Lead Opinion
This is an action in quo warranto filed in the circuit court of Dunklin County to test the validity of the annexation of Common School District No. 9 to the Clarkton Consolidated School District No. 4C in Dunklin County. The trial court held that four qualified voters of Common School District No. 9 were wrongfully denied their right to vote and that therefore the proposition for the annexation did not receive a carrying vote. The Springfield Court of Appeals held that these voters had not been wrongfully deprived of their right to vote and reversed the judgment of the trial court.
The essential facts are that on March 25, 1947, a special election was held in Common School District No. 9 on the proposition of annexing its territory to Clarkton Consolidated School District No. 4C. When the voters had assembled, Ted Polen, the then president of the board of Common School District No. 9 started the meeting by telling those assembled the purpose of the meeting and the question to be voted upon. He read a part of a statute and then told the people assembled the remaining part of the statute dealt with the qualification of voters and said that a person to be qualified to vote must have lived in the district for ninety days. R.L. Pierce and his wife, Leone Pierce, then made a remark to the effect that "that lets us out" and they left the meeting without offering to vote. After making these remarks Polen asked Robert Waltrip to serve as chairman. There was no objection to Waltrip's serving by any person present and he consented to do so.
When the meeting was organized there was evidence that Waltrip read Section 10420, R.S. Mo., 1939, dealing with the qualification of voters. On the other hand, there was some evidence that he only undertook to state what the section contained. He then askd some ladies present to pass out the ballots. When the ballots had been distributed and the voters had marked them, the voters placed them in the ballot box. When all people present had voted the chairman declared the voting closed and appointed tellers who proceeded to count the ballots. While the ballots were being counted Clifford Donica and his wife came into the room where the meeting was being *Page 842 held and asked for ballots but were told by the chairman that they were too late, that the voting was closed, and refused to allow them to vote. The result of the vote as announced by the chairman was 26 votes for the annexation and 24 votes against.

THE TASKS:
[A] Print the part of the annexation opinion starting at "Lead Opinion" and ending at "the trial court.".
[B] Name every person the annexation opinion identifies by name.
The listing after the annexation opinion isn't needed for anything here.

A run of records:
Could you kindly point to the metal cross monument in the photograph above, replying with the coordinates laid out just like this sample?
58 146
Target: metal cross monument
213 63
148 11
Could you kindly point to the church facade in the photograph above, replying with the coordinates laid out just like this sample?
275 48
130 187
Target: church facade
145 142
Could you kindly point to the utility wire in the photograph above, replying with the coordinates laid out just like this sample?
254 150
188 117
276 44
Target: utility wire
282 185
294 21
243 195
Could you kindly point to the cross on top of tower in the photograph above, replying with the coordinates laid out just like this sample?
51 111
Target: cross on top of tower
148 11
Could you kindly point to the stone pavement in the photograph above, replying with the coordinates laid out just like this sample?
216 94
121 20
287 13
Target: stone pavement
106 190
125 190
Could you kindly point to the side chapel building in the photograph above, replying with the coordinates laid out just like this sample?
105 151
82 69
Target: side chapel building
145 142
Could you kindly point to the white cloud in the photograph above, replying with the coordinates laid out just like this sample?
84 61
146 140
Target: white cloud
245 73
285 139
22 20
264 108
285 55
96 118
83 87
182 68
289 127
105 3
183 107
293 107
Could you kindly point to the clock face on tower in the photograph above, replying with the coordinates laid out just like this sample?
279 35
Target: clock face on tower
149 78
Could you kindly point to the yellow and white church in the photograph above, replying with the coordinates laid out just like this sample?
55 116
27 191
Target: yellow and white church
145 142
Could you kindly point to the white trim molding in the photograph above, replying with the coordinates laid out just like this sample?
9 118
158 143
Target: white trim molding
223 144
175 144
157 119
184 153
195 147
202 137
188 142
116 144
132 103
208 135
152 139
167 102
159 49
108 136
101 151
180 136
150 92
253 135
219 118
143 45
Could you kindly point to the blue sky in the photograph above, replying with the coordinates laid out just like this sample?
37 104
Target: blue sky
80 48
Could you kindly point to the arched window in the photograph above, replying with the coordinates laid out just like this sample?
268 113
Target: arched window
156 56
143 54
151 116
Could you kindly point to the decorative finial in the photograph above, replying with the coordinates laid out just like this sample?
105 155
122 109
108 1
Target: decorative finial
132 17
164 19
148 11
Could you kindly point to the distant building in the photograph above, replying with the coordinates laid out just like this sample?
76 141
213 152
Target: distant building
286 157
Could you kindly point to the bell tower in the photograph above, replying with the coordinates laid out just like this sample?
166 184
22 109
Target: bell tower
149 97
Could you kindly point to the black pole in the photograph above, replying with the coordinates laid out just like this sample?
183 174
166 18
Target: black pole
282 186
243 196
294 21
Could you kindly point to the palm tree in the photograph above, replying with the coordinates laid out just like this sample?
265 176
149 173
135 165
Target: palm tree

TASK-BY-TASK SOLUTIONS:
[A]
Lead Opinion
This is an action in quo warranto filed in the circuit court of Dunklin County to test the validity of the annexation of Common School District No. 9 to the Clarkton Consolidated School District No. 4C in Dunklin County. The trial court held that four qualified voters of Common School District No. 9 were wrongfully denied their right to vote and that therefore the proposition for the annexation did not receive a carrying vote. The Springfield Court of Appeals held that these voters had not been wrongfully deprived of their right to vote and reversed the judgment of the trial court.

[B] Ted Polen, R.L. Pierce, Leone Pierce, Robert Waltrip, Clifford Donica